## FUENTE
____
En un estudio sobre la «psicología moruna» realizado por Andrés Coll, arcipreste de Málaga, se pormenorizan de forma despectiva las peculiaridades mentales y morales de los habitantes del antiguo Sahara español. El clérigo los caracteriza así en su Villa Cisneros (Madrid, 1933, Págs. 149-156):

- El moro es escamón y taimado; de todo recela, a nadie cree y es muy parco en hablar con los europeos.

– El moro y la mora y los moritos son embusteros como nadie. Y no solo el vulgo, sino hasta los distinguidos, tienen singular placer en engañar.

– El moro sólo es generoso en invitar a té. Después de tomado el té, es signo de agradecimiento eructar. Los que aborrecemos el eructo y además no conseguimos eructar pasamos grandes apuros.

– El moro es caritativo con los suyos y guardan, sobre todo las moras, un secreto impenetrable de todas sus tradiciones de raza. – El moro no tiene ninguna vergüenza para pedir. Su boca no se cierra pidiendo. Acosan, insisten, acuden a hacerse simpáticos… – El moro tiene un gran espíritu justiciero.

– El moro es alborotador cuando habla y no digamos cuando discute.

– El moro es holgazán, muy holgazán.

El racismo cristiano viejo aún pervive en el ámbito de la población hispana a comienzos del siglo XX. Durante este período hay “católicos castizos” que declaran reconocer a quienes no lo son por el olor. La teoría del «olor racial» fue expuesta por Constancio Bernaldo de Quirós en su opúsculo antisemita Yebala y bajo Lucus (Madrid, 1914, Pág, 20):

«(…) más de una vez percibimos su repugnante olor. Es un olor casi cadavérico, hijo de una miseria que los moros explican con una leyenda que revela todo un desprecio insondable. Dios, cansado de los pecados de los hebreos, decidió suprimirlos, haciendo morir a todas sus mujeres. Yacentes ellas sobre lechos sepulcrales aún, Dios misericordioso se dejó conmover por los lamentos de los hombres reclamando sus hembras siempre muertas y los nuevos nacidos trajeron del macabro ayuntamiento el olor cadavérico que aún no han agotado sus sucesores».

En esta misma línea, heredera de la doctrina de algunos “padres” de la Iglesia, se halla el opúsculo del agustino Barreiro, El olor como carácter de las razas humanas (Madrid, 1924). El religioso pretendía demostrar las relaciones existentes entre el olor y el carácter de las personas en las distintas razas humanas.
____
## TAREA A REALIZAR
Redacte la continuación del texto sobre los prejuicios raciales en escritos españoles de comienzos del siglo XX, a partir de su última oración.
____
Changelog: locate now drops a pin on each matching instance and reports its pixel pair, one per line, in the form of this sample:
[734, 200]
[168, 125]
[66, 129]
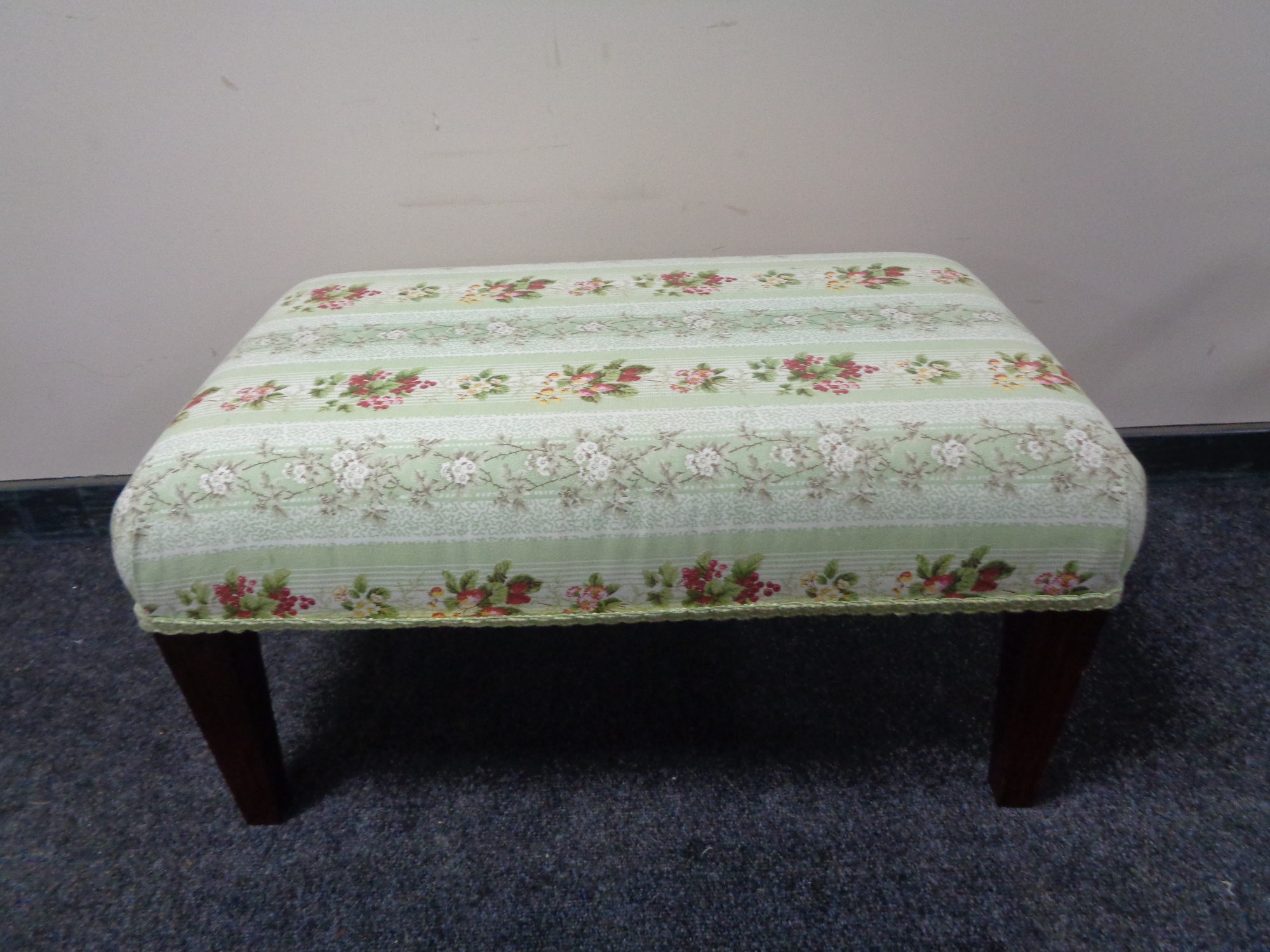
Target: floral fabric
[627, 441]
____
## RESULTADO DEL EJERCICIO
La intransigencia cristiana se reinstitucionalizó durante la dictadura franquista. El régimen de Franco devuelve el poder social y político a los sectores más reaccionarios de la sociedad, rompiendo con ello todo el marco de reformas y libertades conseguidas durante la Segunda República. La conjunción falangista–tradicionalista implanta un Estado confesional católico, dándose marcha atrás en el proceso de secularización llevado a cabo durante el período anterior. Se anulan los matrimonios y los divorcios civiles llevados a efecto en la etapa republicana; se impone la unión religiosa; se penaliza el adulterio y se reincorpora la obligatoriedad del aprendizaje del dogma católico –incluida la Universidad (decreto de 1942)– tanto en centros públicos como privados. El Estado devuelve a la Iglesia sus antiguos privilegios y la indemniza las confiscaciones –las cuales sólo afectaron a la Compañía de Jesús– practicadas por la República. El régimen financia a dicha institución a costa de las arcas públicas y la concede amplias prerrogativas en materia de educación y moral pública. La legislación se adecua a la doctrina integrista del catolicismo, sobretodo durante las dos primeras décadas, cuando los gobiernos caen en manos de elementos tradicionalistas, monárquicos y falangistas. El acercamiento diplomático acaecido entre el Estado español y El Vaticano (que por entonces está bajo el pontificado de Pío XII) se concreta en el Concordato del 25 de agosto de 1953, según el cual se confirma el carácter confeso del aparato político franquista, que ya había prohibido los actos exteriores de culto de otras confesiones religiosas. En el artículo primero de la Ley de Sucesión en la Jefatura del Estado (1947) se dispone que: «España, como unidad política es un Estado católico, social y representativo, que, de acuerdo con su tradición, se declara constituido en Reino».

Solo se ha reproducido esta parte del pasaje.